■ DATASET:
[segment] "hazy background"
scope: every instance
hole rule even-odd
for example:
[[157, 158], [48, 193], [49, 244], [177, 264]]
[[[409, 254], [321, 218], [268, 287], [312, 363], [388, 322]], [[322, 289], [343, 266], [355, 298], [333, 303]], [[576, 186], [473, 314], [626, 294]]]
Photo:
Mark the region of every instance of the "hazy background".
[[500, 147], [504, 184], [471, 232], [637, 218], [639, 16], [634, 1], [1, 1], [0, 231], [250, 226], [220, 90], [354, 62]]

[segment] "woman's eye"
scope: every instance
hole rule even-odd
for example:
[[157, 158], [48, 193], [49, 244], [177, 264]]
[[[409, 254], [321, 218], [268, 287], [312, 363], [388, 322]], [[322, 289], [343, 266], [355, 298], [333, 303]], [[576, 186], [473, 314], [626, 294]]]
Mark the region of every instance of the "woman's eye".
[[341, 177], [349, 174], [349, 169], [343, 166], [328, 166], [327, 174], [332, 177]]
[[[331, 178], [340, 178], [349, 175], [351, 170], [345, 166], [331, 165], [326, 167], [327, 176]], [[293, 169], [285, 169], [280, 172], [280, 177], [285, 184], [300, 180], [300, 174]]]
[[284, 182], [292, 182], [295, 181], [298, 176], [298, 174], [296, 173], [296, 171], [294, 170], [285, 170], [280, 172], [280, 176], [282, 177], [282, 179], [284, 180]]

■ WHAT YOU NEED TO DO:
The entries above are to be transcribed in full and without error.

■ OUTPUT:
[segment] "hazy background"
scope: every instance
hole rule even-odd
for example:
[[157, 158], [48, 193], [49, 244], [177, 264]]
[[[409, 254], [321, 218], [268, 287], [312, 363], [388, 322]], [[322, 289], [343, 266], [355, 298], [333, 303]], [[576, 186], [473, 314], [626, 294]]]
Photo:
Mark the region of every instance of the "hazy background".
[[500, 147], [504, 184], [471, 232], [637, 218], [639, 16], [634, 1], [1, 1], [0, 231], [250, 226], [220, 90], [354, 62]]

[segment] "woman's eye"
scope: every instance
hole rule even-odd
for example:
[[157, 158], [48, 193], [49, 244], [177, 264]]
[[[409, 254], [321, 218], [268, 287], [312, 363], [388, 322]], [[322, 289], [343, 266], [355, 298], [333, 303]], [[576, 186], [473, 314], [626, 294]]]
Mark the region of every instance of the "woman's eye".
[[341, 177], [349, 174], [349, 169], [343, 166], [328, 166], [327, 174], [332, 177]]
[[[331, 178], [340, 178], [349, 175], [351, 170], [345, 166], [331, 165], [326, 167], [327, 176]], [[293, 169], [285, 169], [280, 172], [280, 177], [285, 184], [300, 180], [300, 174]]]
[[284, 182], [292, 182], [295, 181], [298, 176], [298, 174], [296, 173], [296, 171], [294, 170], [285, 170], [280, 172], [280, 176], [282, 177], [282, 179], [284, 180]]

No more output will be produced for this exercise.